TEXT
....

Beware of self-inflicted wounds
But Trump must be careful when enacting punitive measures against China because they could quickly harm the US, too. For instance, Trump said the "practices" of Chinese companies listed in the US will be investigated in order to exclude them from US stock markets if necessary. While this would severely limit the ability of Chinese companies to raise money selling shares in the US, his actions would ultimately weaken the New York Stock Exchange (NYSE), while strengthening the Hong Kong Stock Exchange (HKEX).
With Hong Kong still being the most important financial center in Asia that is where companies would have to go to do business. Still, Wall Street will know how to prevent such a move.
Trump also threatened to reduce the number of Chinese students in the US, saying China's military allegedly misuses them for industrial and research espionage. China's students, for many years the largest group of foreign students in the US, will now think twice before heading to American universities in the face of such threats.
On the one hand, this means they will be shut out of one of the best education systems in the world, but, on the other hand, their absence also weakens American elite universities that benefit from the tuition fees of wealthy Chinese students — students who also enhance US universities' scientific reputations. If they stay away permanently, brain drain is a given, in particular in already battered Silicon Valley. Hong Kong's neighboring city Shenzhen, considered to be the new Silicon Valley, would stand to directly benefit from such a policy.

....

DATASET EXCERPT
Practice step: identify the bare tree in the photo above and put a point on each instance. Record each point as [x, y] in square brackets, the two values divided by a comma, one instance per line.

....

EXERCISE DETAILS
In the text about Trump's measures against China, which city is described as the new Silicon Valley?

RESULT BELOW
Shenzhen, Hong Kong's neighboring city.